Task description
Output the full material exactly as it appears here.

═══ Dataset ═══

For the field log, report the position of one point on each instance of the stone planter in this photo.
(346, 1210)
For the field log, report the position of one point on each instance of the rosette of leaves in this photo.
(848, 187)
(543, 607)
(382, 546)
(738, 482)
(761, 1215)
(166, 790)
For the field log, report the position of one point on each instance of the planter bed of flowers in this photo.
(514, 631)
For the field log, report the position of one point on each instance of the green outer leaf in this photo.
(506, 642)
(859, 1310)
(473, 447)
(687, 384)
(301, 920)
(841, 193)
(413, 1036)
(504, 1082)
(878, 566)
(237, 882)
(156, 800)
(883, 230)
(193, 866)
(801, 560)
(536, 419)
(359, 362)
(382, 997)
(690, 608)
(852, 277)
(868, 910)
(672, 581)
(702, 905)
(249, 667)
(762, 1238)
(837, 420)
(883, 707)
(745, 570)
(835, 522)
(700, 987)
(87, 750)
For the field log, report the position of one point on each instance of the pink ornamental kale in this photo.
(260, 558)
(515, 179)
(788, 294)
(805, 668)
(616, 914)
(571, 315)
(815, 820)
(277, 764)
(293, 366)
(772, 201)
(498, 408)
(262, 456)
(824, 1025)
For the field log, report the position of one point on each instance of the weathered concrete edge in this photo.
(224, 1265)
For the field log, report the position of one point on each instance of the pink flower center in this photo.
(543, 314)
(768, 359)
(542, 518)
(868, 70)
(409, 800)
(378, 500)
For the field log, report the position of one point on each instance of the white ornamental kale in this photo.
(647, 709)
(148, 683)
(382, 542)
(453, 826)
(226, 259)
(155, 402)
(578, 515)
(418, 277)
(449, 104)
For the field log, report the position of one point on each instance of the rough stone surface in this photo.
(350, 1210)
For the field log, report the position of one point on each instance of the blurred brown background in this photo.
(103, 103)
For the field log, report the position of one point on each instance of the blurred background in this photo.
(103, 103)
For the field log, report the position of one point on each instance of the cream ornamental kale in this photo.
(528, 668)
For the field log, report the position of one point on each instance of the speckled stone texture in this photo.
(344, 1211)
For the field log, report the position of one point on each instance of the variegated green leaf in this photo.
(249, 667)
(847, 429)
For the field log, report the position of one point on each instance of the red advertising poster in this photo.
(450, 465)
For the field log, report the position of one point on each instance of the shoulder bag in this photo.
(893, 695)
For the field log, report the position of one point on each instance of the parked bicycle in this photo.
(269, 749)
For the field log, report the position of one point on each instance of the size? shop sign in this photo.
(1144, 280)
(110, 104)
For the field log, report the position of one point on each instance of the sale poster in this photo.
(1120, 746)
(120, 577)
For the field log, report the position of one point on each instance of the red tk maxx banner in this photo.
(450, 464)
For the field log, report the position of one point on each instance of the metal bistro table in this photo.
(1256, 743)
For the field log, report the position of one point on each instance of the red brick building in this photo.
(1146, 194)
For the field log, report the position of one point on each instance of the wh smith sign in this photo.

═══

Finished task
For the field log, report the position of one point on each instance of the stone planter in this photo.
(346, 1210)
For the field log, report the position of one point on each instance of the rosette of leaves in this photo.
(848, 187)
(543, 607)
(382, 546)
(738, 482)
(761, 1215)
(166, 790)
For the field log, report the position of one point on each instance of the planter bed of flowers in this photo.
(514, 631)
For the field log, report the position of one point on each instance of the green outer leaf in this photo.
(506, 642)
(859, 1310)
(473, 447)
(687, 384)
(301, 920)
(841, 193)
(413, 1036)
(504, 1082)
(878, 566)
(237, 882)
(156, 800)
(883, 230)
(193, 866)
(801, 560)
(536, 419)
(359, 362)
(382, 997)
(690, 608)
(852, 277)
(868, 910)
(672, 581)
(702, 905)
(249, 667)
(762, 1238)
(837, 420)
(883, 707)
(745, 570)
(835, 522)
(700, 987)
(87, 750)
For the field log, report the position of one point on each instance of the pink ornamental kale in this photo.
(260, 558)
(515, 179)
(788, 294)
(805, 668)
(616, 914)
(571, 315)
(815, 820)
(277, 764)
(293, 366)
(772, 201)
(498, 408)
(262, 456)
(824, 1025)
For the field log, report the position of one point on each instance of the weathered concrete edge in this photo.
(224, 1265)
For the field log, report the position of one point on each instance of the pink flower center in this photo.
(543, 314)
(768, 359)
(542, 518)
(868, 70)
(409, 800)
(378, 500)
For the field log, report the position of one point on each instance of the white ornamental kale in this photo.
(647, 709)
(148, 683)
(382, 542)
(453, 826)
(226, 259)
(155, 402)
(578, 515)
(418, 277)
(449, 104)
For the field log, report the position of one point on each instance of the rough stone surface in this photo.
(350, 1210)
For the field log, report the position of one point on each instance of the blurred brown background in this photo.
(103, 103)
For the field log, report the position of one point on each instance of the blurred background in this photo.
(103, 103)
For the field log, report the position of one point on each instance of the cream ornamental kale in this photo.
(528, 668)
For the field log, report the position of one point on each instance of the speckled stone texture in this photo.
(344, 1211)
For the field log, report the position of one point on each instance of the variegated green leaf in this photo.
(249, 667)
(847, 429)
For the field log, report the position of one point on each instance of the red advertising poster in this photo.
(450, 465)
For the field log, report the position of one point on each instance of the shoulder bag in this photo.
(893, 695)
For the field log, report the position of one point on each instance of the parked bicycle in this photo.
(269, 749)
For the field log, report the position of one point on each instance of the size? shop sign in this photo.
(1144, 280)
(110, 104)
For the field log, report the position of one point on each instance of the sale poster in this photo.
(1120, 746)
(120, 577)
For the field log, report the position of one point on each instance of the red tk maxx banner in this photo.
(450, 464)
For the field log, report the position of one point on each instance of the metal bistro table in this photo.
(1256, 743)
For the field log, report the position of one point on each instance of the red brick building in this photo.
(1146, 194)
For the field log, report the position of one point on each instance of the wh smith sign in this photo.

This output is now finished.